# Given exercise 1
Write out the part of the passage on restrictions on actions by lenders from "Restrictions on Actions" to "of the Collateral.".

# Excerpt provided
☆ ☆ ☆

Restrictions on Actions by Lenders; Sharing of Payments. 
 (a) Each of the Lenders agrees that it shall not, without the
express written consent of Agent, and that it shall, to the extent it is lawfully entitled to do so, upon the written request of Agent, set off against the Obligations, any amounts owing by such Lender to Borrower or any deposit accounts of Borrower
now or hereafter maintained with such Lender. Each of the Lenders further agrees that it shall not, unless specifically requested to do so in writing by Agent, take or cause to be taken any action, including, the commencement of any legal or
equitable proceedings to enforce any Loan Document against Borrower or to foreclose any Lien on, or otherwise enforce any security interest in, any of the Collateral.

☆ ☆ ☆

# Given exercise 2
From the stored data below, give again the lines from the first line to the line with "0,163 -> 600,346", both included.

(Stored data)
☆ ☆ ☆

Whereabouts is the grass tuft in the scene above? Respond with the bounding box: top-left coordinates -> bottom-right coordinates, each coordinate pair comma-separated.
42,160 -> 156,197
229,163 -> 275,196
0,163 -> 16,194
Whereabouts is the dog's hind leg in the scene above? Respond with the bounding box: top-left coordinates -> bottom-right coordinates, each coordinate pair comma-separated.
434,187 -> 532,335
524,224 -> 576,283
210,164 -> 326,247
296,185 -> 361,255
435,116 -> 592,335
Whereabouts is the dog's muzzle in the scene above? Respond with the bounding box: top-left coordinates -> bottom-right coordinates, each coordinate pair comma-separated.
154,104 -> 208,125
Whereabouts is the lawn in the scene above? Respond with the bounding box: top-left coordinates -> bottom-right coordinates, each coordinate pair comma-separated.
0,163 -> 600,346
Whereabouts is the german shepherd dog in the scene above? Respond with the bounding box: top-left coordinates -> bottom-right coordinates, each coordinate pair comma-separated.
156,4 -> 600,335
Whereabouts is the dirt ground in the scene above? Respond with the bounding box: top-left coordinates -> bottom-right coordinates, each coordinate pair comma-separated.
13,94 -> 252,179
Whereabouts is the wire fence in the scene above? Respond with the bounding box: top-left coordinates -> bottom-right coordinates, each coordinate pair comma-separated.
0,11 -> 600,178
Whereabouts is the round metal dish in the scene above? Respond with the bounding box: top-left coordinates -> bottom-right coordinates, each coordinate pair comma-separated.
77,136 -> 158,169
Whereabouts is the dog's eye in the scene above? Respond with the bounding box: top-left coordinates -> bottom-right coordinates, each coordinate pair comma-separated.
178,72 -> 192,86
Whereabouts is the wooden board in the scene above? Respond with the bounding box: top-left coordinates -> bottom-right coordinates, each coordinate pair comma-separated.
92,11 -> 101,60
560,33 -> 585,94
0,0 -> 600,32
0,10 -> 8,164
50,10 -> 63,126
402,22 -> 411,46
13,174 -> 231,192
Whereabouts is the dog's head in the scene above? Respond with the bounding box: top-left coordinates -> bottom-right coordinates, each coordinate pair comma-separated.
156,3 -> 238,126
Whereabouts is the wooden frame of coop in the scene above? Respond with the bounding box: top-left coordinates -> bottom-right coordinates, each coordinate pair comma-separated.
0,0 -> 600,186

☆ ☆ ☆

# Answer 1
Restrictions on Actions by Lenders; Sharing of Payments. 
 (a) Each of the Lenders agrees that it shall not, without the
express written consent of Agent, and that it shall, to the extent it is lawfully entitled to do so, upon the written request of Agent, set off against the Obligations, any amounts owing by such Lender to Borrower or any deposit accounts of Borrower
now or hereafter maintained with such Lender. Each of the Lenders further agrees that it shall not, unless specifically requested to do so in writing by Agent, take or cause to be taken any action, including, the commencement of any legal or
equitable proceedings to enforce any Loan Document against Borrower or to foreclose any Lien on, or otherwise enforce any security interest in, any of the Collateral.

# Answer 2
Whereabouts is the grass tuft in the scene above? Respond with the bounding box: top-left coordinates -> bottom-right coordinates, each coordinate pair comma-separated.
42,160 -> 156,197
229,163 -> 275,196
0,163 -> 16,194
Whereabouts is the dog's hind leg in the scene above? Respond with the bounding box: top-left coordinates -> bottom-right coordinates, each coordinate pair comma-separated.
434,187 -> 532,335
524,224 -> 576,283
210,164 -> 326,247
296,185 -> 361,255
435,116 -> 592,335
Whereabouts is the dog's muzzle in the scene above? Respond with the bounding box: top-left coordinates -> bottom-right coordinates, each coordinate pair comma-separated.
154,104 -> 208,125
Whereabouts is the lawn in the scene above? Respond with the bounding box: top-left coordinates -> bottom-right coordinates, each coordinate pair comma-separated.
0,163 -> 600,346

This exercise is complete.